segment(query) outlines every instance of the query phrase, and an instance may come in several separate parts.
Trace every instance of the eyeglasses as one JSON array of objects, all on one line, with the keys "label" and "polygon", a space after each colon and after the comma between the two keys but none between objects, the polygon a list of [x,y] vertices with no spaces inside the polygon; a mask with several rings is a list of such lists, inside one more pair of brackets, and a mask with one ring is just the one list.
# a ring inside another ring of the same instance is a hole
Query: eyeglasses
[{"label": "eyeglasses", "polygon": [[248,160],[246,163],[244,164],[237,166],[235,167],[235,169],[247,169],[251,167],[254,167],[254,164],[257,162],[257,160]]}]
● ● ●
EXERCISE TASK - Could you copy out all the data above word for word, leaving every line unchanged?

TASK ANSWER -
segment(query) outlines every instance of the query phrase, and an instance may come in several separate parts.
Trace every instance of the eyeglasses as one JSON array of objects, all on one line, with the keys "label" and "polygon", a space after each colon and after the comma between the two keys but none between objects, the polygon a list of [x,y] vertices with no spaces inside the polygon; a mask with several rings is a list of such lists, inside one more pair of brackets, and a mask with one ring is just the one list.
# a ring inside another ring of the same instance is a hole
Query: eyeglasses
[{"label": "eyeglasses", "polygon": [[248,160],[246,163],[244,164],[237,166],[235,167],[235,169],[247,169],[251,167],[254,167],[254,164],[257,162],[257,160]]}]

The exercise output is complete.